§ Textauszug

Foto: Katie McAtackney
Katie mit ihren CACH-Freundinnen
Ich weiß, ich bin immer noch dabei, bestimmte Dinge in Bezug auf meine Identität zu bewältigen. Ich versuche, das positiv zu sehen. Als eine Form der Charakterbildung. Ich wachse als Person daran. Natürlich wird es auch in Zukunft Herausforderungen geben. Aber ich weiß, ich werde besser darin, sie zu bewältigen und offen über sie zu reden – mit Menschen, die echtes Interesse an ihnen haben und mich gernhaben und wertschätzen. In der Vergangenheit habe ich öffentlich mit Eltern und Teenies der Organisation CACH (Children Adopted from China) über die möglichen Komplikationen durch internationale Adoptionen gesprochen. Seit 24 Jahren nehme ich an Events teil, die von CACH organisiert werden und ich habe dadurch viele wundervolle Frauen kennengelernt, die im selben Boot sitzen wie ich. Wir tauschen uns aus, geben uns gegenseitig Tipps und lachen gemeinsam. Ich nenne sie nicht mehr meine Freundinnen, sondern meine Schwestern, denn zwischen uns besteht eine Verbindung, die nicht gebrochen werden kann.

§ Aufgabe
Übersetze aus dem Textauszug über Katie und ihre CACH-Freundinnen den Satz „Wir tauschen uns aus, geben uns gegenseitig Tipps und lachen gemeinsam.“ ins Englische. Die Liste braucht man hier nicht.

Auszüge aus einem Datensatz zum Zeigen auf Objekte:

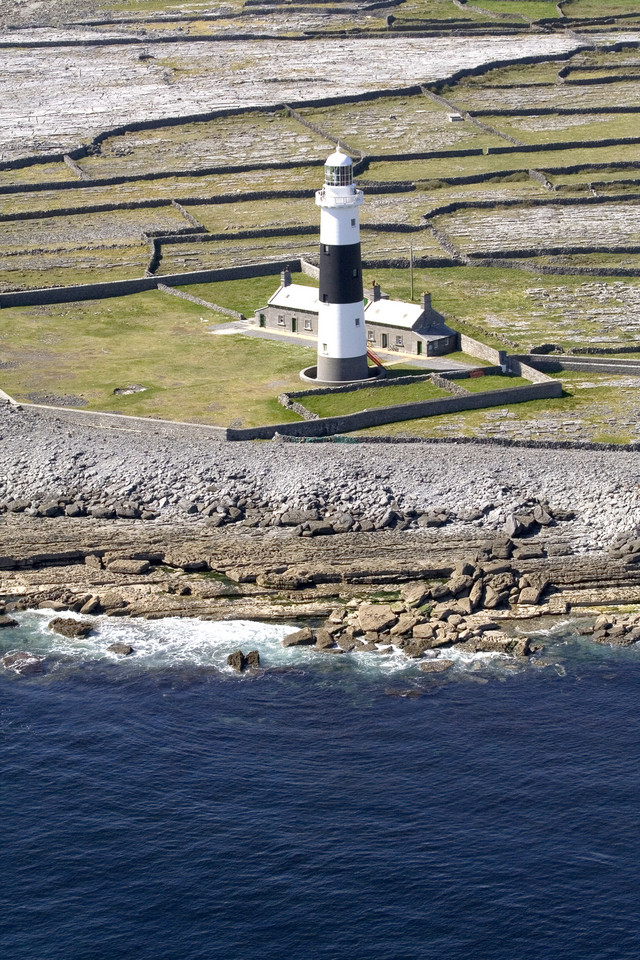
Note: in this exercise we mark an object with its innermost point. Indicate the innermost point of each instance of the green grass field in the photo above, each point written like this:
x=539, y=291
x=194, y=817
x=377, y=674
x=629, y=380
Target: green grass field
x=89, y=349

§ Antwort
We share our experiences, give each other tips, and laugh together.